(Pointing dataset records)

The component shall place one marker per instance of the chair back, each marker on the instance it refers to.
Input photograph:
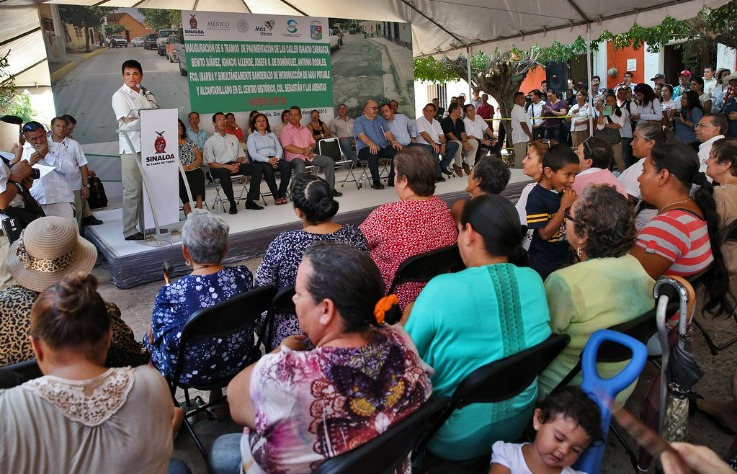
(426, 266)
(244, 312)
(280, 304)
(604, 391)
(391, 448)
(18, 373)
(330, 147)
(518, 372)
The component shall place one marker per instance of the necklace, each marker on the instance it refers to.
(673, 204)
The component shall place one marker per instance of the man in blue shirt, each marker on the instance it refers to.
(194, 132)
(374, 141)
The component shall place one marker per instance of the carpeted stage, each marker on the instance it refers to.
(251, 232)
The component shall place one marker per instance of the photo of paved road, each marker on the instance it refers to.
(362, 70)
(86, 92)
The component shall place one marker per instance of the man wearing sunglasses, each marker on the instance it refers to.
(52, 189)
(127, 103)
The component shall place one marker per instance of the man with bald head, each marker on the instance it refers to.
(374, 140)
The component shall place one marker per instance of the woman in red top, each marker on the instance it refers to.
(417, 223)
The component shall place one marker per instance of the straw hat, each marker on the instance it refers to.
(47, 250)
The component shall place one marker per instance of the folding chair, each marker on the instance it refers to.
(425, 266)
(242, 313)
(517, 372)
(604, 391)
(281, 303)
(390, 449)
(19, 373)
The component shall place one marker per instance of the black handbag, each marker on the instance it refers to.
(18, 217)
(609, 135)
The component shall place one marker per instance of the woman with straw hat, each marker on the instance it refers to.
(49, 249)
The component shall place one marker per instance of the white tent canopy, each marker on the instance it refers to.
(452, 26)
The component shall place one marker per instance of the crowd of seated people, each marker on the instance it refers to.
(336, 376)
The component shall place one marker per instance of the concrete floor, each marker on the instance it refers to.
(136, 304)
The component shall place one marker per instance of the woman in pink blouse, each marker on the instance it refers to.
(417, 223)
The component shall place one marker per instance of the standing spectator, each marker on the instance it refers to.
(374, 141)
(225, 157)
(579, 119)
(79, 182)
(341, 127)
(710, 128)
(553, 125)
(521, 129)
(534, 112)
(710, 82)
(691, 113)
(194, 132)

WRITTEN TASK ->
Pictures in the records above should not be copied. Repeat everything else exactly.

WRITTEN ANSWER ->
The component shall place one marker per instance of the chair back, each marker on the instance it refers to.
Input photograph:
(426, 266)
(244, 312)
(280, 304)
(604, 391)
(391, 448)
(18, 373)
(330, 147)
(518, 372)
The component shall place one marker per instance of the necklace, each marker on the instance it refers to.
(673, 204)
The component shall place one marker per instance of the man in blue shirt, each marker on the instance it refers to.
(194, 132)
(374, 141)
The component shall place one marker per instance of the carpeted stage, each marker on the instance it refers to.
(251, 232)
The component shall place one marker per instance of the photo of paved road, each marker on the instance it refers to.
(362, 70)
(86, 92)
The component shall place one marker per instance of the man wearing sunglasses, each marker on the instance it refers to.
(52, 189)
(127, 103)
The component shall place one marker per instance of the man with bald head, each marker on the instance it refers to.
(374, 140)
The component shall place one marker per instance of the woman in red top, each marker on the instance it refers to.
(417, 223)
The component shall place one marker per instance of the straw hat, each marker on the instance it refers to.
(47, 250)
The component shall place one marker per instance of the folding chair, each marker on the instance it refers to.
(425, 266)
(242, 313)
(517, 372)
(604, 391)
(281, 303)
(390, 449)
(19, 373)
The component shall place one marker per instance of the black handbag, each marker on the instance it refers to.
(18, 217)
(609, 135)
The component shall place one marker per instance of the woman with straw hat, each marker on the instance it refers to.
(49, 249)
The component shall place one marker per instance of the white tent canopy, each marker on the instance it refers to.
(452, 26)
The component shall place one marker per instance of the crowd of seated people, each marker on the instance it refers to.
(336, 376)
The component shall place one marker per instance of the concrete floor, each marker on the instance it refers to.
(136, 304)
The component shall place one marker per instance of the woman in pink blouse, each marker on the instance it refers to.
(417, 223)
The component shall place one marker per instance of the standing spectator, each marker on the instance it refers to.
(374, 141)
(225, 157)
(579, 119)
(79, 182)
(341, 127)
(710, 128)
(553, 125)
(521, 129)
(534, 112)
(710, 82)
(691, 113)
(194, 132)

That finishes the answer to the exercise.